Stored dataset items:

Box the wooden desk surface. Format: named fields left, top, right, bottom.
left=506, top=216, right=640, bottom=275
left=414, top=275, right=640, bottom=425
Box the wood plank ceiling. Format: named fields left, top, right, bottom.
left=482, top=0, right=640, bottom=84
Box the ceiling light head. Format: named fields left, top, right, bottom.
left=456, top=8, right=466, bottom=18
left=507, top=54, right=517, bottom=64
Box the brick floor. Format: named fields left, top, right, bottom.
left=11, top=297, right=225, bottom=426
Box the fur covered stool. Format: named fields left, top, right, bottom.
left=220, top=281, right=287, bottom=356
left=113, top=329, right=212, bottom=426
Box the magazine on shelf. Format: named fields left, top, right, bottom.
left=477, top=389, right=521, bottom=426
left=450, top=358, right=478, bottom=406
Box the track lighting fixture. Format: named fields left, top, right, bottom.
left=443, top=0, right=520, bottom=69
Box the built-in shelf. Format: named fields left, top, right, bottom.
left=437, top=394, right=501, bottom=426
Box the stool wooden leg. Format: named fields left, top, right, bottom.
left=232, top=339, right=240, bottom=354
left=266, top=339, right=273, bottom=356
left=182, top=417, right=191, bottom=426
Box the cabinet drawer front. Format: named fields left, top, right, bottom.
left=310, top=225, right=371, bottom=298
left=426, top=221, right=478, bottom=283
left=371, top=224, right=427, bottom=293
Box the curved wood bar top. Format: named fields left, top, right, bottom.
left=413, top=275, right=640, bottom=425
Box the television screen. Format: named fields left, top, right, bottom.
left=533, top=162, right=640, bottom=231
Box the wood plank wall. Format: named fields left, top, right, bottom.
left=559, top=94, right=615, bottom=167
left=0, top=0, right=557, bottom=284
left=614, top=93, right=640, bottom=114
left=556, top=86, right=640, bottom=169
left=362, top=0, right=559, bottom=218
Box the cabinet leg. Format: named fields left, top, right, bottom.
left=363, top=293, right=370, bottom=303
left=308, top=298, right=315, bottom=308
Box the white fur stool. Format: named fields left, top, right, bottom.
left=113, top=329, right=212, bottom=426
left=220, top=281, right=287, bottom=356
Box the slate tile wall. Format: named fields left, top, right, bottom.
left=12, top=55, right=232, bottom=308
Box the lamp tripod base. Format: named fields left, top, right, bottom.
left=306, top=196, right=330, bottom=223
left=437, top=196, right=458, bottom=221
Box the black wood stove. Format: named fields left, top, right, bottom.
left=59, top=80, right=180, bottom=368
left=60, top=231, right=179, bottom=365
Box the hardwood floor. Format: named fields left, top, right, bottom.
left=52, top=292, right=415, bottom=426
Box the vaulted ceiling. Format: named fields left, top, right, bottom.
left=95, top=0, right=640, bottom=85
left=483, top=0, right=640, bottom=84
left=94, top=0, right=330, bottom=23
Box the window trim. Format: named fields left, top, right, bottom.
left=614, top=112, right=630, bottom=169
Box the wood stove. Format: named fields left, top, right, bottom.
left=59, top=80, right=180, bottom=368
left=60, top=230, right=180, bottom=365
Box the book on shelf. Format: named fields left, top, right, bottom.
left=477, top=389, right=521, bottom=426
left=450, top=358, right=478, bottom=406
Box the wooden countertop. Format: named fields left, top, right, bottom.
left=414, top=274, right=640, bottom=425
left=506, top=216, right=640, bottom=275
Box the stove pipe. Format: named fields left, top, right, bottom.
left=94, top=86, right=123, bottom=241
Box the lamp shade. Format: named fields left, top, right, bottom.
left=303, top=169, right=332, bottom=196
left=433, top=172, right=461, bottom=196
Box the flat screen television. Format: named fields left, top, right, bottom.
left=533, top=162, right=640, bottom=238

TASK DIRECTIONS
Copy, without any change, the lines from the one that contains "Box the wood plank wall." to the final line of the entries above.

PROBLEM SOLUTION
Box the wood plank wall. Format: named fields left, top, right, bottom.
left=559, top=94, right=615, bottom=167
left=0, top=0, right=557, bottom=284
left=614, top=93, right=640, bottom=114
left=556, top=86, right=640, bottom=169
left=362, top=0, right=559, bottom=218
Box the cabinet leg. Format: named fields left, top, right, bottom.
left=363, top=293, right=370, bottom=303
left=308, top=298, right=315, bottom=308
Box the white fur stool. Format: named fields left, top, right, bottom.
left=113, top=329, right=212, bottom=426
left=220, top=281, right=287, bottom=356
Box the slate tile wall. Format: named fields left, top, right, bottom.
left=12, top=55, right=232, bottom=308
Box the lamp tripod base. Format: named fields left, top, right, bottom.
left=306, top=196, right=330, bottom=223
left=437, top=196, right=458, bottom=221
Box the black wood stove. Format: named fields left, top, right, bottom.
left=59, top=80, right=180, bottom=368
left=60, top=231, right=179, bottom=365
Box the hardwood floor. Format: named fields left, top, right, bottom.
left=52, top=292, right=415, bottom=426
Box the vaulted ceiling. Format: named fields left, top, right, bottom.
left=95, top=0, right=640, bottom=85
left=483, top=0, right=640, bottom=84
left=94, top=0, right=330, bottom=23
Box the window trim. Format: named fields left, top, right, bottom.
left=614, top=112, right=630, bottom=169
Box the wood stove. Format: named fields left, top, right, bottom.
left=59, top=80, right=180, bottom=368
left=60, top=230, right=180, bottom=365
Box the book on shelf. Format: named fields left, top, right, bottom.
left=477, top=389, right=521, bottom=426
left=450, top=358, right=478, bottom=406
Box the wooden countertop. Format: named fields left, top, right, bottom.
left=414, top=274, right=640, bottom=425
left=506, top=216, right=640, bottom=275
Box the stove pipe. Format: named fields left, top, right, bottom.
left=94, top=86, right=123, bottom=241
Box the lamp shade. Format: named fields left, top, right, bottom.
left=303, top=169, right=332, bottom=196
left=433, top=172, right=461, bottom=196
Box the flat screen television. Format: named fields left, top, right, bottom.
left=533, top=162, right=640, bottom=238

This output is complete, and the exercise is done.